> Set tasks:
A) Answer these questions from the Mantle preview, one per line:
(i) Which companies released the first two Mantle-enabled applications, and what were those applications?
(ii) What single problem keeps the press drivers from being the shipping version?
(iii) When will the full evaluation article be ready?
B) From the Mantle preview, quote the passage from "Battlefield 4 Mantle" up to and including "January release date.", word for word.
C) Continue the Mantle preview, picking up after its last sentence.

> Passage given:

----

Battlefield 4 Mantle Performance Preview
by Ryan Smith on February 1, 2014 12:40 PM ESTAfter a false start or two, AMD is finally getting the first beta of Mantle out the door. With EA DICE having shipped their Mantle patch for Battlefield 4 and developer Oxide having released their Star Swarm technical demo, the first Mantle-enabled applications have landed. Meanwhile AMD for their part is still hammering out an installation issue on their new Mantle-enabled Catalyst drivers, which has led to them missing their previously scheduled January release date.
In the interim, AMD has released a slightly finickier set of drivers to the press for us to play around with ahead of the public Mantle driver release. These drivers should be functionally and performance identical to the public drivers, they just have an outstanding installation bug that requires a workaround, something that AMD doesn’t want in the shipping version. AMD hasn’t provided a public release date for these drivers – at this point it’s in their best interest to avoid providing release dates they don’t know if they can keep – but given the fact that this is the sole showstopper issue in our press drivers, we certainly don’t expect they’ll take much longer.
In any case, we’re hard at work at the moment putting together our full evaluation of this first version of Mantle. That article won’t be ready until next week, but in the meantime given the immense interest in Mantle, we wanted to quickly publish our first batch of numbers for Battlefield 4. We will have a much wider selection of benchmarks for our full article, including many more video cards and results for Star Swarm, but we wanted to quickly bring you what’s almost certainly going to be the most interesting set of data: Mantle performance with a high-end video card.

----

> Data rows:
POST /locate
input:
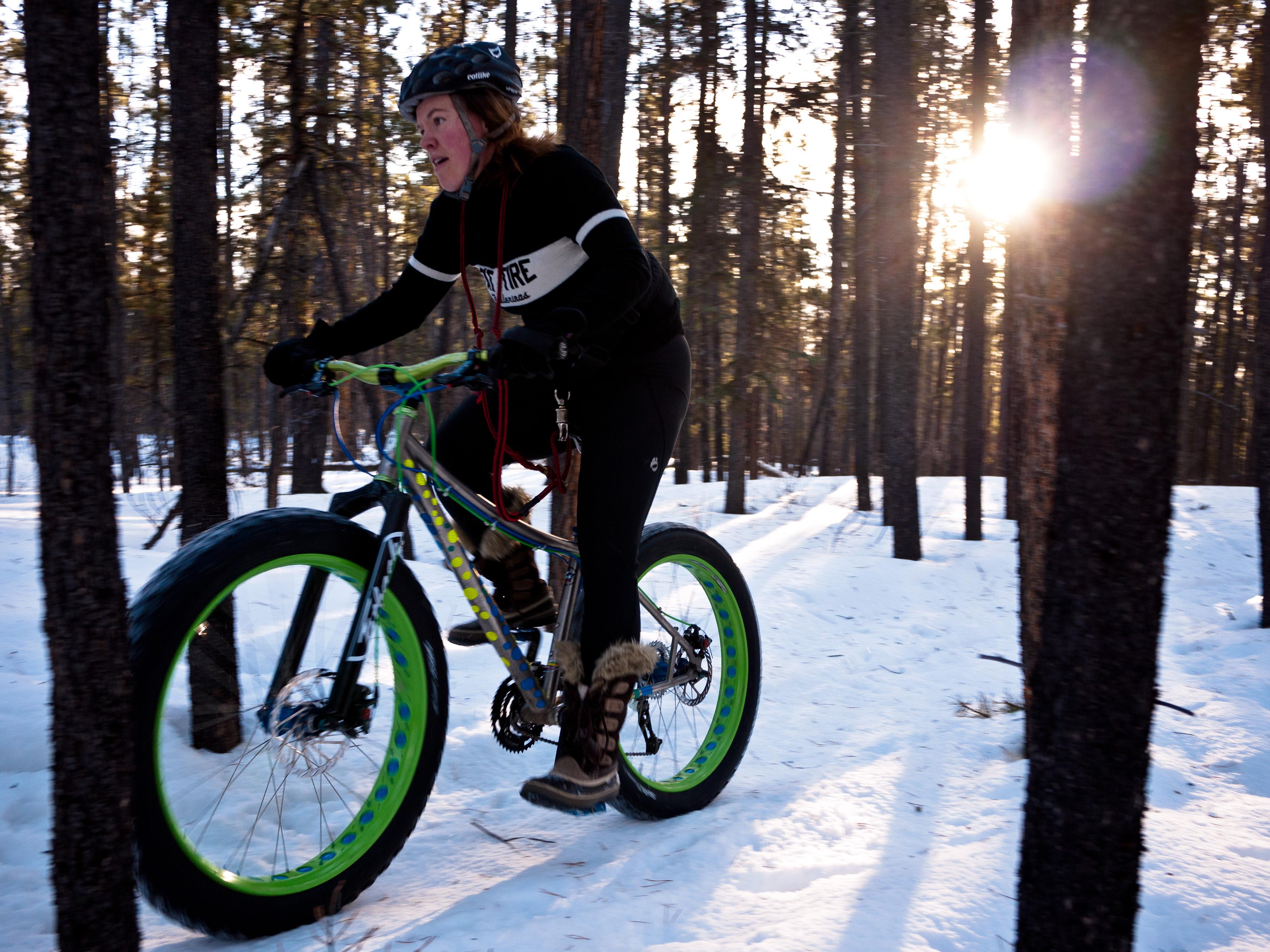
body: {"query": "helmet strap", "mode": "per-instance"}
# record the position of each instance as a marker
(478, 145)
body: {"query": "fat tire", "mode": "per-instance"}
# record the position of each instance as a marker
(162, 615)
(637, 799)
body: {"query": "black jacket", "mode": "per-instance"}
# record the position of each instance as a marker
(567, 243)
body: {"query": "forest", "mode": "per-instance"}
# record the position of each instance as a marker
(322, 194)
(910, 238)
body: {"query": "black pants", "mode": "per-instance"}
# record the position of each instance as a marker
(626, 419)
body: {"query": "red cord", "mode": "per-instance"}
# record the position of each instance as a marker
(555, 477)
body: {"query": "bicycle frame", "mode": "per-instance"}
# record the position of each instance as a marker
(427, 483)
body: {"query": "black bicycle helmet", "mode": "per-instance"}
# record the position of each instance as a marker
(453, 69)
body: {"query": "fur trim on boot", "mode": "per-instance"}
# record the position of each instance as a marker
(585, 775)
(569, 658)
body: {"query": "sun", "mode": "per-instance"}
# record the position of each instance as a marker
(1007, 177)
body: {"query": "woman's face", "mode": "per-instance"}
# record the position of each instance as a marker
(445, 140)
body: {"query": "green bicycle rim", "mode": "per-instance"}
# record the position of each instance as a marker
(732, 678)
(397, 772)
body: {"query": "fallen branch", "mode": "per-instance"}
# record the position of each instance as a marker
(1016, 664)
(774, 470)
(999, 658)
(163, 526)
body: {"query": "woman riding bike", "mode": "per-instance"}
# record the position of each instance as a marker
(601, 329)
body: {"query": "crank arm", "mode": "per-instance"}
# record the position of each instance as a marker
(397, 510)
(663, 686)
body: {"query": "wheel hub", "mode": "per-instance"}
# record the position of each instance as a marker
(302, 740)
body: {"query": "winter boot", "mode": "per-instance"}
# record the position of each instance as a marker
(520, 592)
(585, 775)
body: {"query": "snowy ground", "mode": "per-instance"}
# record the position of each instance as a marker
(865, 815)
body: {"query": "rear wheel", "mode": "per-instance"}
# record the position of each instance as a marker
(681, 746)
(296, 817)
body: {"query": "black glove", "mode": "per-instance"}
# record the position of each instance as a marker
(293, 361)
(529, 352)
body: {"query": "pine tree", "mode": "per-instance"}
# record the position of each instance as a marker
(1094, 682)
(896, 239)
(977, 298)
(86, 614)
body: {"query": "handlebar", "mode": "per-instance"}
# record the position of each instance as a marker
(403, 375)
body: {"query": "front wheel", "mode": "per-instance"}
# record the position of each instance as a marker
(253, 812)
(681, 746)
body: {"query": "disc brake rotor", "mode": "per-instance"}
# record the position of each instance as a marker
(298, 746)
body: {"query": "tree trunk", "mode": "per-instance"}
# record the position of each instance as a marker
(86, 612)
(748, 226)
(895, 113)
(10, 423)
(510, 25)
(1041, 102)
(837, 245)
(277, 447)
(564, 521)
(1234, 338)
(194, 51)
(977, 295)
(596, 82)
(1094, 683)
(1260, 454)
(124, 440)
(701, 289)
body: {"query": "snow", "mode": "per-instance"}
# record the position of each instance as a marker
(867, 815)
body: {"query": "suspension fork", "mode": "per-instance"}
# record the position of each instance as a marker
(392, 541)
(568, 628)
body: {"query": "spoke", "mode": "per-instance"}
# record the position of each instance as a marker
(351, 813)
(226, 790)
(369, 760)
(280, 838)
(261, 809)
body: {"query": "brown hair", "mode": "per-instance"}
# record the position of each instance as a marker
(512, 151)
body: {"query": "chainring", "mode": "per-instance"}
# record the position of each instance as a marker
(505, 715)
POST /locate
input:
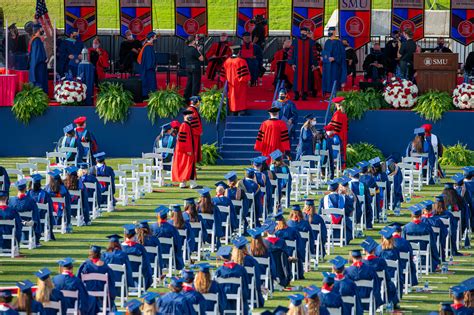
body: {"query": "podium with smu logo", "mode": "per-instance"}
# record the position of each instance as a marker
(436, 71)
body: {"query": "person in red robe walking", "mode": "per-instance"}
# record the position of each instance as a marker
(340, 122)
(196, 126)
(237, 75)
(272, 135)
(184, 160)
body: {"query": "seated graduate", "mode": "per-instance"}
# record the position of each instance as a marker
(205, 206)
(66, 280)
(241, 256)
(46, 292)
(69, 140)
(222, 200)
(359, 270)
(174, 302)
(39, 195)
(22, 203)
(379, 264)
(194, 297)
(418, 227)
(115, 255)
(230, 269)
(57, 189)
(203, 284)
(25, 301)
(94, 264)
(282, 230)
(72, 183)
(132, 248)
(345, 286)
(162, 228)
(180, 224)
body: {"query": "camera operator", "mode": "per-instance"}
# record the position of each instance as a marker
(193, 58)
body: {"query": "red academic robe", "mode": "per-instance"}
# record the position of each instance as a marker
(196, 126)
(272, 135)
(339, 121)
(184, 165)
(237, 75)
(217, 54)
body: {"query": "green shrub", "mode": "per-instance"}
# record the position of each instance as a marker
(433, 104)
(30, 102)
(457, 155)
(209, 107)
(113, 102)
(164, 103)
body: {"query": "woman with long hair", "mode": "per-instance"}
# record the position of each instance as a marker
(45, 292)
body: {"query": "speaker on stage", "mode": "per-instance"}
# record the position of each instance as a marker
(131, 84)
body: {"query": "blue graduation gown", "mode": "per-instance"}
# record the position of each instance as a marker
(147, 70)
(336, 70)
(166, 230)
(119, 257)
(87, 304)
(233, 270)
(422, 228)
(38, 72)
(174, 303)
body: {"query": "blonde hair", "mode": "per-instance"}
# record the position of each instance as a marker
(45, 288)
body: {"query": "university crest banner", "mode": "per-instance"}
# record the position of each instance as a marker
(409, 14)
(247, 10)
(355, 21)
(81, 14)
(136, 16)
(309, 14)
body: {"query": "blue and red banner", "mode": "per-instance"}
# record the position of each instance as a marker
(247, 10)
(190, 18)
(409, 14)
(309, 14)
(81, 14)
(136, 16)
(462, 21)
(355, 21)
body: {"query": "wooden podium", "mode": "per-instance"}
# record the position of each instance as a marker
(436, 71)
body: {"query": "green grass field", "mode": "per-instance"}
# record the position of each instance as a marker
(221, 12)
(76, 244)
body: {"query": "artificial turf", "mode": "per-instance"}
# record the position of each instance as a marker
(76, 244)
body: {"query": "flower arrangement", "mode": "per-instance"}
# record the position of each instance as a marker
(463, 96)
(400, 93)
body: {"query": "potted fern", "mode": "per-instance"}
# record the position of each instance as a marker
(30, 102)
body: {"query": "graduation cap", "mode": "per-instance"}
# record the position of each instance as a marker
(43, 274)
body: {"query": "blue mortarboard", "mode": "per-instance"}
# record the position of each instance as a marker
(275, 155)
(296, 299)
(133, 305)
(129, 229)
(114, 238)
(224, 251)
(150, 297)
(68, 128)
(24, 285)
(231, 176)
(43, 274)
(66, 262)
(21, 184)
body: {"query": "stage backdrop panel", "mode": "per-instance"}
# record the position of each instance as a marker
(309, 14)
(81, 14)
(355, 21)
(246, 11)
(136, 16)
(409, 14)
(462, 21)
(190, 18)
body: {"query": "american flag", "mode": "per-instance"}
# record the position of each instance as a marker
(42, 16)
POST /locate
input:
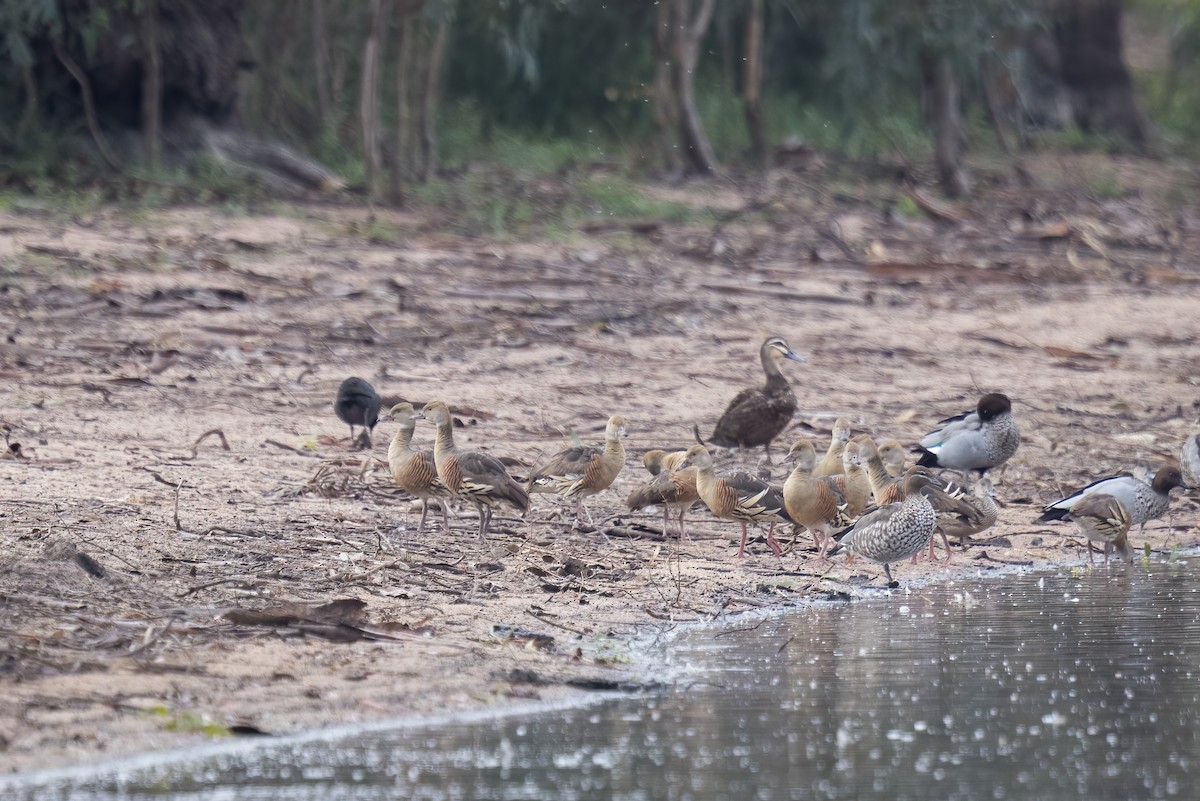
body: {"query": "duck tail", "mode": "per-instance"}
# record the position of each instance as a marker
(1053, 513)
(928, 459)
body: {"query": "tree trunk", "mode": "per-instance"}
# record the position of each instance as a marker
(369, 100)
(1102, 98)
(401, 167)
(949, 138)
(751, 83)
(689, 34)
(666, 103)
(321, 64)
(430, 101)
(151, 84)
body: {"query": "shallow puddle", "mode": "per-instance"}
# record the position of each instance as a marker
(1053, 686)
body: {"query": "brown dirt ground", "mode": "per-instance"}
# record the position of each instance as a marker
(1083, 309)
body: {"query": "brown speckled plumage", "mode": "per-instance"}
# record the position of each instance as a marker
(583, 470)
(814, 501)
(737, 495)
(413, 470)
(885, 488)
(1103, 518)
(472, 475)
(897, 531)
(757, 415)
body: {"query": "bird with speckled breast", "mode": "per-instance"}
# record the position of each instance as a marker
(1103, 518)
(975, 440)
(472, 475)
(898, 531)
(1144, 500)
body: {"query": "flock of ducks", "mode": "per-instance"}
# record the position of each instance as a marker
(858, 497)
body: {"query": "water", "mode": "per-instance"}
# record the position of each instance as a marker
(1066, 686)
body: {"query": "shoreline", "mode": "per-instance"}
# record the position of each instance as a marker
(640, 650)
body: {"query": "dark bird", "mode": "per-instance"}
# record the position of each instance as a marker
(737, 495)
(756, 415)
(1103, 518)
(1144, 501)
(358, 404)
(973, 440)
(585, 470)
(413, 470)
(472, 475)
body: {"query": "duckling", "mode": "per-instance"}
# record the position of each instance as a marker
(757, 415)
(472, 475)
(831, 464)
(853, 482)
(973, 440)
(672, 488)
(414, 470)
(736, 495)
(1189, 459)
(814, 501)
(894, 457)
(1103, 518)
(897, 531)
(358, 404)
(657, 461)
(585, 470)
(1144, 501)
(885, 488)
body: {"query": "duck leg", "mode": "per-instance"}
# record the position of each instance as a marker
(772, 541)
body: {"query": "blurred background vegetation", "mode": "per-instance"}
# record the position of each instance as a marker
(405, 101)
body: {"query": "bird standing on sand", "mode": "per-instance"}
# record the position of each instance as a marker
(1144, 501)
(737, 495)
(583, 470)
(973, 440)
(472, 475)
(1103, 518)
(414, 470)
(756, 415)
(671, 487)
(358, 404)
(816, 503)
(897, 531)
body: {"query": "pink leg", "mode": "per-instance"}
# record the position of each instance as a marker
(772, 542)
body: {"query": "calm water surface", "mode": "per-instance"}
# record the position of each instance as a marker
(1056, 686)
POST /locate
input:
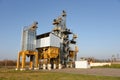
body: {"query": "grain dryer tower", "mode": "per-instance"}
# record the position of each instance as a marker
(49, 50)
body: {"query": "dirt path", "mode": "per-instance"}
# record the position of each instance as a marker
(94, 71)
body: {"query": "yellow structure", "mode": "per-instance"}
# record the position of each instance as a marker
(31, 54)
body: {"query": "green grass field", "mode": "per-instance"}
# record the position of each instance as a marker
(10, 74)
(107, 66)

----

> Answers to the tasks:
A)
(i) EA DICE shipped the Mantle patch for Battlefield 4, and Oxide released the Star Swarm technical demo.
(ii) They have an outstanding installation bug that needs a workaround.
(iii) Next week.

B)
Battlefield 4 Mantle Performance Preview
by Ryan Smith on February 1, 2014 12:40 PM ESTAfter a false start or two, AMD is finally getting the first beta of Mantle out the door. With EA DICE having shipped their Mantle patch for Battlefield 4 and developer Oxide having released their Star Swarm technical demo, the first Mantle-enabled applications have landed. Meanwhile AMD for their part is still hammering out an installation issue on their new Mantle-enabled Catalyst drivers, which has led to them missing their previously scheduled January release date.

C)
For that we’re turning to AMD’s Radeon R9 290X, testing the performance of that card under both Direct3D and Mantle in EA’s Battlefield 4. Battlefield 4 is Mantle’s showcase title and accordingly the first real world use case for AMD’s new API, making it the best place to start. As an application retrofitted with Mantle support we don’t expect Battlefield 4 to tap the complete potential of Mantle right out of the door – certainly not when the Mantle SDK and driver stack itself is still in development – but it can give us an idea of what kind of performance gains we can expect if developers chase the low-hanging fruit offered by Mantle.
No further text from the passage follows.